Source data
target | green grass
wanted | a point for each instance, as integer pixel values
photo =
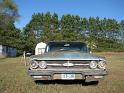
(14, 78)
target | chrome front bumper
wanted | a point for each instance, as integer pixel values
(53, 74)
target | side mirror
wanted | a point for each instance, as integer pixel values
(28, 54)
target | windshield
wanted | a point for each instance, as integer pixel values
(66, 46)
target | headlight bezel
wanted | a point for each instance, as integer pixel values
(36, 64)
(93, 64)
(42, 64)
(102, 64)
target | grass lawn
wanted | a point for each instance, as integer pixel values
(14, 78)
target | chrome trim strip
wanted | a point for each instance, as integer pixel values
(62, 64)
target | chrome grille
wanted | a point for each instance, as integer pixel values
(59, 64)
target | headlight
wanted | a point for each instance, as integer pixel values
(34, 64)
(102, 64)
(93, 64)
(42, 64)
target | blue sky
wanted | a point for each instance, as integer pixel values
(84, 8)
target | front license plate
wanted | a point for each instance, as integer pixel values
(67, 76)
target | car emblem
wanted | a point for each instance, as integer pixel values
(68, 64)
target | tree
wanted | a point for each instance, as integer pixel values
(9, 34)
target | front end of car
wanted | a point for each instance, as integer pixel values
(88, 70)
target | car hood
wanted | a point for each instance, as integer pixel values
(66, 56)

> _Directions for this task_: Every entry, word for word: repeat it, but skip the images.

> _Output of the exercise_:
target | green grass
wanted | a point for each instance, as integer pixel values
photo =
(14, 78)
target | chrome front bumper
wanted | a point for each instance, as integer pixel values
(53, 74)
target | side mirror
wanted | a point for each instance, as integer pixel values
(28, 54)
target | windshield
wanted | a point for each instance, as integer pixel values
(66, 46)
target | headlight bezel
wanted | a point for each instance, as integer pixel values
(36, 64)
(93, 64)
(42, 64)
(102, 64)
target | grass lawn
wanted | a point for each instance, as integer pixel values
(14, 78)
target | chrome trim strip
wanted | a point for each instance, as integer pixel values
(62, 64)
target | chrome grille
wanted | a point for each instance, as integer pixel values
(59, 64)
target | headlight
wanted | a point for each instance, as integer pixel values
(34, 64)
(102, 64)
(93, 64)
(42, 64)
target | blue sky
wanted | a point for each instance, as integer pixel values
(84, 8)
target | front license plate
wanted | a point for each instance, as integer pixel values
(67, 76)
target | car emblem
wanted | a point for each instance, as integer pixel values
(68, 64)
target | tree
wanted | a point for each instance, as integer pixel values
(9, 34)
target | front end of car
wanted | a point for each instance, as integer pixel values
(88, 70)
target | car hood
wanted | a point for each instance, as integer pixel values
(66, 56)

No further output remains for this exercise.